#### Short problem:
Copy out the lines of the listing below, from the line containing "Point out windshield in" through the end of the listing, with no changes.

**** Dataset entries

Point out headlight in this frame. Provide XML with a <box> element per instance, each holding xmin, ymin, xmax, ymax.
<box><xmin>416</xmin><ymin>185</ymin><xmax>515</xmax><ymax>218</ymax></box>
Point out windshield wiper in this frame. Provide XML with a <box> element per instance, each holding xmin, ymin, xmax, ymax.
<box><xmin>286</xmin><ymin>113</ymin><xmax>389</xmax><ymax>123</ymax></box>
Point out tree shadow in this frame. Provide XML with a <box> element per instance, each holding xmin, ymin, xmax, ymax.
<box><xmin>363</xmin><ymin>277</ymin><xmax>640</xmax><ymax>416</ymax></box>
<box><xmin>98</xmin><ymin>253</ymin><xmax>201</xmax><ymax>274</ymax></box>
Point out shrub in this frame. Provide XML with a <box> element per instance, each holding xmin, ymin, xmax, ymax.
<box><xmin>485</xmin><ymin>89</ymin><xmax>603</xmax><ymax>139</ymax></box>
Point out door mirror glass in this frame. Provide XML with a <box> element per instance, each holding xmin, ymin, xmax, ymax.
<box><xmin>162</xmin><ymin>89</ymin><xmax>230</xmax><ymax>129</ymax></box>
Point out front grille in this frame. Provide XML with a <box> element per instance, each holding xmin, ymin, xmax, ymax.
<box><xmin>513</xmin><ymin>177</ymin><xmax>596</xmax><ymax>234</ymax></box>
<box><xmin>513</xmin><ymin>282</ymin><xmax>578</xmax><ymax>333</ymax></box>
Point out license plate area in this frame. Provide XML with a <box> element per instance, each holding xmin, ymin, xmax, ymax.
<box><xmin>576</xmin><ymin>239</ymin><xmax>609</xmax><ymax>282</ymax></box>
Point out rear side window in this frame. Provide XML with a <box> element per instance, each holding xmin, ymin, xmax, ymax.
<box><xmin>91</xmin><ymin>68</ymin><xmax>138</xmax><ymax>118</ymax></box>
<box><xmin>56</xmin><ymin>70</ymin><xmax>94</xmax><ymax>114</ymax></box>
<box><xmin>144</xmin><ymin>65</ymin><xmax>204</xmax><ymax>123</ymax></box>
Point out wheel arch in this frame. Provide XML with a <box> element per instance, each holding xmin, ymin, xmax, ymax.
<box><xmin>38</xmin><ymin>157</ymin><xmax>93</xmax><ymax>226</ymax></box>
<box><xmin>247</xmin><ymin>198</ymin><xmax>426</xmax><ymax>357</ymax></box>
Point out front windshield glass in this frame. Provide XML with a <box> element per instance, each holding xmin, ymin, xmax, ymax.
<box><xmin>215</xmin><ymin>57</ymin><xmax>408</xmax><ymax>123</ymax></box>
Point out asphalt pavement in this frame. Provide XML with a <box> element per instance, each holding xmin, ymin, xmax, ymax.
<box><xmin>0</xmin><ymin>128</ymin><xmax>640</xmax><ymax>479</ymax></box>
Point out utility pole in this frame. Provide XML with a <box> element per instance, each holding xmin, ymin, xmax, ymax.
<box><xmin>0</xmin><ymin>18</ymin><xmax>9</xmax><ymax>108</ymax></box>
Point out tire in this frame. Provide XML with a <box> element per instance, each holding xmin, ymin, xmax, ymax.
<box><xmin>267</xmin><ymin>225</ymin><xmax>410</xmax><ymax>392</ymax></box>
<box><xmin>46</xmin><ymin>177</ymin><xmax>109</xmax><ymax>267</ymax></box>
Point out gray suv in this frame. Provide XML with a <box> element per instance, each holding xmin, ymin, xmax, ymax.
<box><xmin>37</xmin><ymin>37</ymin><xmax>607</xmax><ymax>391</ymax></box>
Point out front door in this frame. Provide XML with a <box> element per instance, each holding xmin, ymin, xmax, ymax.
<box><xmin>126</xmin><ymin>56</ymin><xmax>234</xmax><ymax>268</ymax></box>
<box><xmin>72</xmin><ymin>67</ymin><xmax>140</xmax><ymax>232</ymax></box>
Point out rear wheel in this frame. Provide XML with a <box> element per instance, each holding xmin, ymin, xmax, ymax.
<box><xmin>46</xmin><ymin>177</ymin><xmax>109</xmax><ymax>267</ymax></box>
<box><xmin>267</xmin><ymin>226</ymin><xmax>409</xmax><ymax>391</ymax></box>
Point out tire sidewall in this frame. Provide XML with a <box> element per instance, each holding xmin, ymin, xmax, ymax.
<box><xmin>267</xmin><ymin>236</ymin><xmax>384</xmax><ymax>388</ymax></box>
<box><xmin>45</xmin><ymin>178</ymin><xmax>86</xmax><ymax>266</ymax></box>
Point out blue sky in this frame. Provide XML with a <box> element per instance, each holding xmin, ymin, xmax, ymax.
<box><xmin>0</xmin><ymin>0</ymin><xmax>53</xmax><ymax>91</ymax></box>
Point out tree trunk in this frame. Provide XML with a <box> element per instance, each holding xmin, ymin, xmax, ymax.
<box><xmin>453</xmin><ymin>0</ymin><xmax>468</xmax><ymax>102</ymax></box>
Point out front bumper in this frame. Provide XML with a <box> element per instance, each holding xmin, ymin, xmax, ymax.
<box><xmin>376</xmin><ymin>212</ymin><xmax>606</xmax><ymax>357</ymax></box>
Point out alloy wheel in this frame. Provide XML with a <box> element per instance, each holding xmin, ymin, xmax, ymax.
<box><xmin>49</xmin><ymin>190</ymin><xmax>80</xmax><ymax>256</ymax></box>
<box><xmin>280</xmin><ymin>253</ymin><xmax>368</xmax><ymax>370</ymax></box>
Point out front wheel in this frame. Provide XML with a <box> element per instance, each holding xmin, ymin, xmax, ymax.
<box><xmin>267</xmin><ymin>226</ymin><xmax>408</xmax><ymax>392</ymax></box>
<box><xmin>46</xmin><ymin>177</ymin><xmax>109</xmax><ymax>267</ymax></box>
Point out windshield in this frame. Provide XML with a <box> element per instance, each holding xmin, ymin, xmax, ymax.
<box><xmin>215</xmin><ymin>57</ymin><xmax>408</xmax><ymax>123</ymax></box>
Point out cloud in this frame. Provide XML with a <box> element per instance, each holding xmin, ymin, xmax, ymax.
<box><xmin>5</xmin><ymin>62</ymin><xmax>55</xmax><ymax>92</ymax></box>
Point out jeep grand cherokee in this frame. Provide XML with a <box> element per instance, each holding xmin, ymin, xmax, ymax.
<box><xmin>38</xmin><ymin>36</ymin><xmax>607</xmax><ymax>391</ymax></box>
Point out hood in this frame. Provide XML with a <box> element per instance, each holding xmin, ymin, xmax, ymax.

********

#### The response:
Point out windshield in this frame. Provide XML with a <box> element per instance, each holding xmin, ymin, xmax, ymax.
<box><xmin>215</xmin><ymin>57</ymin><xmax>408</xmax><ymax>123</ymax></box>
Point out cloud in this frame. Provide XML with a <box> element per instance, each holding xmin, ymin, xmax, ymax.
<box><xmin>5</xmin><ymin>62</ymin><xmax>55</xmax><ymax>92</ymax></box>
Point out jeep grand cherokee in this frame. Provide XML with a <box> element per instance, each holding xmin, ymin, xmax, ymax.
<box><xmin>38</xmin><ymin>36</ymin><xmax>607</xmax><ymax>391</ymax></box>
Point out hood in this frame. Provide XML with a <box> element per instance, each holding xmin, ymin, xmax, ymax.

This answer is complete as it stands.